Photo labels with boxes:
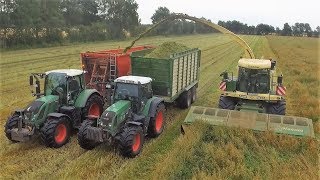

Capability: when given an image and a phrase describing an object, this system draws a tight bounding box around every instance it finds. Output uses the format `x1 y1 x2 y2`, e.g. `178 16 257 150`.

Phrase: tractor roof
46 69 83 76
114 76 152 84
238 59 271 69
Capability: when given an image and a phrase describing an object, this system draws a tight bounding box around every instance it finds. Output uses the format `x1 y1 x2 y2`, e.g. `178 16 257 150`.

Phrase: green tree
151 7 171 35
256 24 275 35
61 0 99 26
281 23 292 36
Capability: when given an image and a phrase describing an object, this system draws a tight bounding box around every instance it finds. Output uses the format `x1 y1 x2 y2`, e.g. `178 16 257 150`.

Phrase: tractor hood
24 95 59 127
98 100 131 135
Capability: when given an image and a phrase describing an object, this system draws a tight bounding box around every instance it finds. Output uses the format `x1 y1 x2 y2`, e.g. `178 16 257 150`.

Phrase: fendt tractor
5 69 103 148
78 49 200 157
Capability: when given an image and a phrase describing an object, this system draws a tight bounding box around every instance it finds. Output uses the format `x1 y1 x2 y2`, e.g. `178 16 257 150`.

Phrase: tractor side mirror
271 60 277 70
220 71 229 79
29 75 33 86
278 75 283 84
36 81 40 94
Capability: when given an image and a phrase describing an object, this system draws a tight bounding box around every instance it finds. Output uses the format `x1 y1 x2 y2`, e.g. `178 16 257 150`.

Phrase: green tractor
5 69 104 148
78 76 165 157
219 58 286 115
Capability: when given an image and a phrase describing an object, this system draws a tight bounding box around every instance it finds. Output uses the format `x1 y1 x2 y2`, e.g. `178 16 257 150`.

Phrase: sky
136 0 320 30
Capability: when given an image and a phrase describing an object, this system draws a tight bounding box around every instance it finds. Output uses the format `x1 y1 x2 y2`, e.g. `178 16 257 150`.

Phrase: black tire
40 117 70 148
4 114 19 142
178 89 191 109
119 126 144 158
82 94 103 120
78 120 99 150
219 96 236 110
267 101 286 115
148 103 165 137
191 86 197 104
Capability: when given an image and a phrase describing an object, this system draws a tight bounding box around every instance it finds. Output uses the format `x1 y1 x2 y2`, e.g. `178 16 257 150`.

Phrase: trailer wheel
82 94 103 119
178 89 192 109
4 114 19 142
148 103 165 137
40 116 70 148
267 100 286 115
119 126 144 158
219 96 235 110
191 86 197 104
78 120 99 150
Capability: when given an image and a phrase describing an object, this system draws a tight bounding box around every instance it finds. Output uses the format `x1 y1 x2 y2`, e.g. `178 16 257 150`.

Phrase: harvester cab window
248 69 269 93
237 67 249 92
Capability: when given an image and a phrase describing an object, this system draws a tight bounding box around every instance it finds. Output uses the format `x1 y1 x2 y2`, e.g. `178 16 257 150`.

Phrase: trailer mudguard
74 89 101 108
184 81 198 91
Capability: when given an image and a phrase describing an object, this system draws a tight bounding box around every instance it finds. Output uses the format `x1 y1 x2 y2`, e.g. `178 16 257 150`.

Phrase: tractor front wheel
78 120 99 150
40 117 70 148
82 94 103 119
267 101 286 115
4 114 19 142
148 103 165 137
219 96 235 110
119 126 144 158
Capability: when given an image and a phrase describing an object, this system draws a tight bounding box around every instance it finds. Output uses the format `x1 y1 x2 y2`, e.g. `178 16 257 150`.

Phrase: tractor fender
47 113 70 120
126 121 143 127
74 89 101 108
149 97 164 117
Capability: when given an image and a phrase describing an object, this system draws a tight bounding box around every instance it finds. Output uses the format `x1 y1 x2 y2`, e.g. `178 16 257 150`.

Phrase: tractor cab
114 76 153 113
44 69 85 105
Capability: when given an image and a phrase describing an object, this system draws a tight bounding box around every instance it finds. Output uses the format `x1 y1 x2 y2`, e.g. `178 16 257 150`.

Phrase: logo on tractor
277 86 287 96
219 81 227 91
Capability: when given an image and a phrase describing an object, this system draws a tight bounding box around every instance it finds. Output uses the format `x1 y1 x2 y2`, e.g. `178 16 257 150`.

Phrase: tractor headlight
100 111 116 126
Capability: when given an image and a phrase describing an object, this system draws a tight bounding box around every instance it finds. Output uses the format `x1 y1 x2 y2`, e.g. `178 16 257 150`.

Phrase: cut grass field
0 34 320 179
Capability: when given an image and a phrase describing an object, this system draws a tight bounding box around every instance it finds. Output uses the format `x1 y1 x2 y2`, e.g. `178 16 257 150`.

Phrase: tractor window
115 83 139 99
141 83 152 99
44 73 67 95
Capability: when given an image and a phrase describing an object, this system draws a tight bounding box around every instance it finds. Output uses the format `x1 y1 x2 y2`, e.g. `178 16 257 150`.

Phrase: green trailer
131 48 201 108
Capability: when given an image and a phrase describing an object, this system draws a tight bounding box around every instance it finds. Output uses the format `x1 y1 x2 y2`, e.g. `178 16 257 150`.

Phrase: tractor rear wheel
148 103 165 137
40 117 70 148
219 96 236 110
4 114 19 142
178 89 192 109
119 126 144 158
82 94 103 119
191 86 197 104
78 120 99 150
267 101 286 115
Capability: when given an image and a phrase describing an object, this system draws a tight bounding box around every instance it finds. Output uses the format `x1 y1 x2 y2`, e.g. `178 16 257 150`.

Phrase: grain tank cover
114 76 152 84
238 59 271 69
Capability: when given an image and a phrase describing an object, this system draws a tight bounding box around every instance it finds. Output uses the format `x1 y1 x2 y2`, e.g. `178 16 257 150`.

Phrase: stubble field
0 34 320 179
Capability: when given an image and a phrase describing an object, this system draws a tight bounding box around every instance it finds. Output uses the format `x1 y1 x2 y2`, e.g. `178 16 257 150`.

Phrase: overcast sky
136 0 320 30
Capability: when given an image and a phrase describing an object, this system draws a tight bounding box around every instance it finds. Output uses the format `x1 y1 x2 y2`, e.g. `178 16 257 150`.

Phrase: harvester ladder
109 53 117 81
90 59 108 85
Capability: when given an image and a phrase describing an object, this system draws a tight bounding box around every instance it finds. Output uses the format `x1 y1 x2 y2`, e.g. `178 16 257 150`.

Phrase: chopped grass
145 41 190 59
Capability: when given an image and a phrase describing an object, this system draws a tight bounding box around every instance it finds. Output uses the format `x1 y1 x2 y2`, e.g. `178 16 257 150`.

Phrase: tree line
0 0 320 48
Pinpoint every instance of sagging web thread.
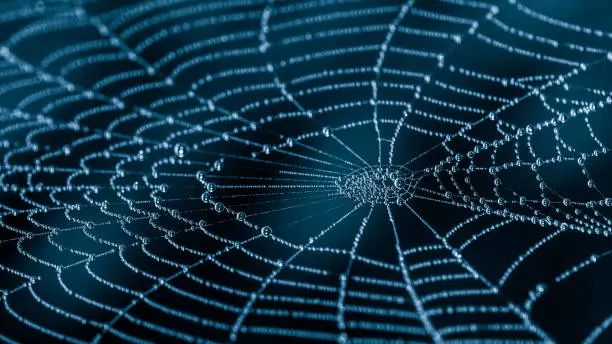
[0,0,612,343]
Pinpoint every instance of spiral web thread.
[0,0,612,343]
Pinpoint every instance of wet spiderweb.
[0,0,612,343]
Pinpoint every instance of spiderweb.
[0,0,612,343]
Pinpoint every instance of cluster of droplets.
[335,166,418,205]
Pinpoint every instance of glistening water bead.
[336,166,418,204]
[261,226,272,238]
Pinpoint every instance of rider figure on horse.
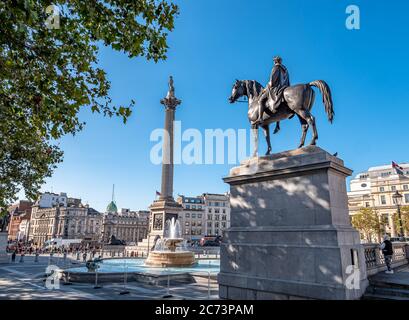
[257,56,290,123]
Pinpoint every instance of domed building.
[101,184,149,244]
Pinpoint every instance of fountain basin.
[145,251,196,268]
[59,258,220,285]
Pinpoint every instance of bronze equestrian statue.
[229,59,334,157]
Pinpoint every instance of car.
[202,240,220,247]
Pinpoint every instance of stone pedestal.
[219,147,368,300]
[0,232,10,263]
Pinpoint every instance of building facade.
[28,193,103,246]
[100,205,150,244]
[348,164,409,237]
[8,200,33,241]
[177,193,230,241]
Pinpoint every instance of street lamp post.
[392,191,404,237]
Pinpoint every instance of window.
[381,214,389,227]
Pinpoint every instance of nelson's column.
[138,76,183,251]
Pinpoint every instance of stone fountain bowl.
[145,251,196,268]
[145,238,196,268]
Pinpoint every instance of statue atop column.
[160,76,182,109]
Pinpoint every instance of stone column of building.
[138,76,183,251]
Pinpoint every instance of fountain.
[145,218,196,268]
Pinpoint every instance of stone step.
[367,287,409,299]
[369,279,409,290]
[362,293,409,301]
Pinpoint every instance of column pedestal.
[218,147,368,300]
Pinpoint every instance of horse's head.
[229,80,246,103]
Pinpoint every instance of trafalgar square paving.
[0,255,219,300]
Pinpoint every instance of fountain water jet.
[145,218,196,268]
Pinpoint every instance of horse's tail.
[309,80,334,123]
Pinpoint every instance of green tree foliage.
[0,0,178,208]
[352,208,382,241]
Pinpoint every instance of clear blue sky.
[23,0,409,210]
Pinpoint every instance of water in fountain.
[164,218,182,239]
[145,218,196,267]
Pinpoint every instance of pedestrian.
[381,235,393,274]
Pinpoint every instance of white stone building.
[177,193,230,241]
[29,193,102,246]
[348,164,409,237]
[100,200,150,244]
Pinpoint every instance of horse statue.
[229,80,334,157]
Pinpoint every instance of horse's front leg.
[251,125,258,157]
[262,124,271,156]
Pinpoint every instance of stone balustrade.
[363,242,409,276]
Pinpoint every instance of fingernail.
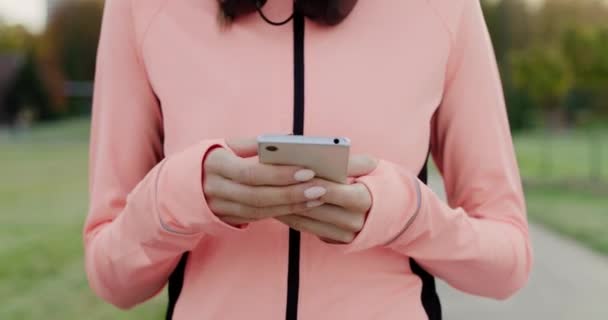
[304,187,327,200]
[293,169,315,182]
[306,200,325,208]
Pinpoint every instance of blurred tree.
[39,0,103,116]
[44,0,103,81]
[6,49,51,122]
[0,21,34,52]
[510,46,573,128]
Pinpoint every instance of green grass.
[0,120,165,320]
[514,130,608,184]
[0,119,608,320]
[526,186,608,255]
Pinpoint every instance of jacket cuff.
[346,160,421,252]
[156,140,243,236]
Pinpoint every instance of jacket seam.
[384,178,422,247]
[154,158,198,236]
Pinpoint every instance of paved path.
[431,178,608,320]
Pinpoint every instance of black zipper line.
[285,6,304,320]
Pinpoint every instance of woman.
[84,0,532,319]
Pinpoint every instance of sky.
[0,0,46,32]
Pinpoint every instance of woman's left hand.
[276,155,378,243]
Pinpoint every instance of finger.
[223,157,315,186]
[277,215,355,243]
[204,175,327,208]
[208,198,323,222]
[348,155,378,177]
[299,204,366,233]
[313,179,372,212]
[226,138,258,158]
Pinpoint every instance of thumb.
[226,138,258,158]
[348,155,378,177]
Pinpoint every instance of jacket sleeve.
[84,0,245,308]
[347,0,532,299]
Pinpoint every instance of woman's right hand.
[203,140,327,226]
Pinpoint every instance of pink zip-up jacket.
[84,0,532,320]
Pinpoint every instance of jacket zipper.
[285,6,304,320]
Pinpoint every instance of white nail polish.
[293,169,315,182]
[306,200,325,208]
[304,187,327,200]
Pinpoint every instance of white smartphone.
[257,135,350,183]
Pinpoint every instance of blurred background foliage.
[0,0,608,319]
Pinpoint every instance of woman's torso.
[135,0,450,319]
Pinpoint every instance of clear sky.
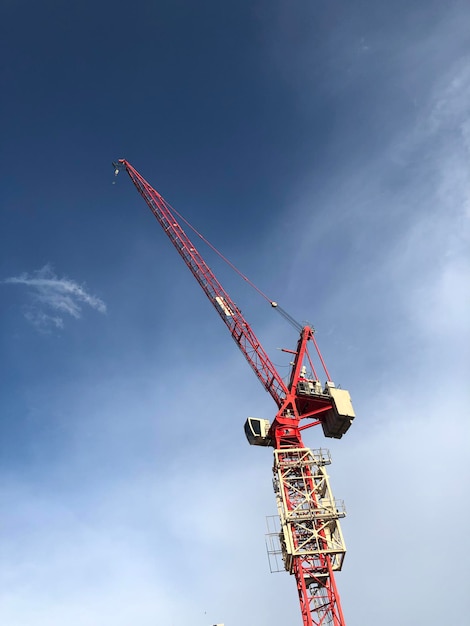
[0,0,470,626]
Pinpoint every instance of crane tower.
[113,159,354,626]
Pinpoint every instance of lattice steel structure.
[114,159,354,626]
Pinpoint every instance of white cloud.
[3,264,106,329]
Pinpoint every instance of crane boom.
[118,159,287,407]
[114,159,354,626]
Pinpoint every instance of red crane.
[113,159,354,626]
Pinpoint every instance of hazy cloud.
[3,264,106,329]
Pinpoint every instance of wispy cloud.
[2,264,106,329]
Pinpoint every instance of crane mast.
[113,159,354,626]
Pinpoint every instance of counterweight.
[114,159,354,626]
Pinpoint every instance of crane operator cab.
[244,417,271,446]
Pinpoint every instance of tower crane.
[113,159,355,626]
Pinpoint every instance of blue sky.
[0,0,470,626]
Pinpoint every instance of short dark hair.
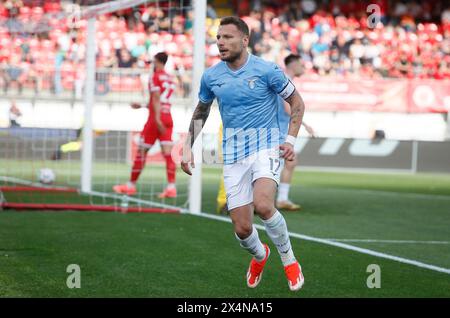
[284,54,300,66]
[155,52,169,65]
[220,16,250,36]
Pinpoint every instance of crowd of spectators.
[0,0,450,95]
[243,0,450,79]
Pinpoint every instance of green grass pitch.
[0,166,450,298]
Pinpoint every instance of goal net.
[0,0,205,213]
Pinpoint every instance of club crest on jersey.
[247,78,258,89]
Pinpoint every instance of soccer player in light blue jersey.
[275,54,315,211]
[181,17,305,291]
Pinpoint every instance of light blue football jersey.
[278,97,291,144]
[199,54,295,164]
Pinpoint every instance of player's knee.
[234,222,253,240]
[284,158,298,171]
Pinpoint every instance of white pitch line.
[192,212,450,275]
[324,238,450,244]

_WRITTEN TASK_
Please put everything in the data from "Pinpoint every instance of stone step." down to "[23,0,409,210]" into a Markdown table with the columns Row and Line, skipping blank lines.

_WORKED ANSWER_
| Row | Line |
|---|---|
| 1 | Pinpoint every instance of stone step. |
| 2 | [367,287,409,299] |
| 3 | [369,279,409,290] |
| 4 | [362,293,409,301] |
| 5 | Pinpoint every instance of column pedestal. |
| 6 | [218,147,368,300] |
| 7 | Pinpoint every instance of horse's head. |
| 8 | [229,80,246,103] |
| 9 | Pinpoint every instance of trafalgar square paving. |
| 10 | [0,255,219,300] |
| 11 | Pinpoint every instance of fountain water jet. |
| 12 | [145,218,196,268] |
| 13 | Pinpoint every instance of horse's tail. |
| 14 | [309,80,334,123] |
| 15 | Pinpoint every instance of green tree foliage. |
| 16 | [0,0,178,208] |
| 17 | [352,208,382,241] |
| 18 | Pinpoint every instance of clear blue sky. |
| 19 | [23,0,409,210] |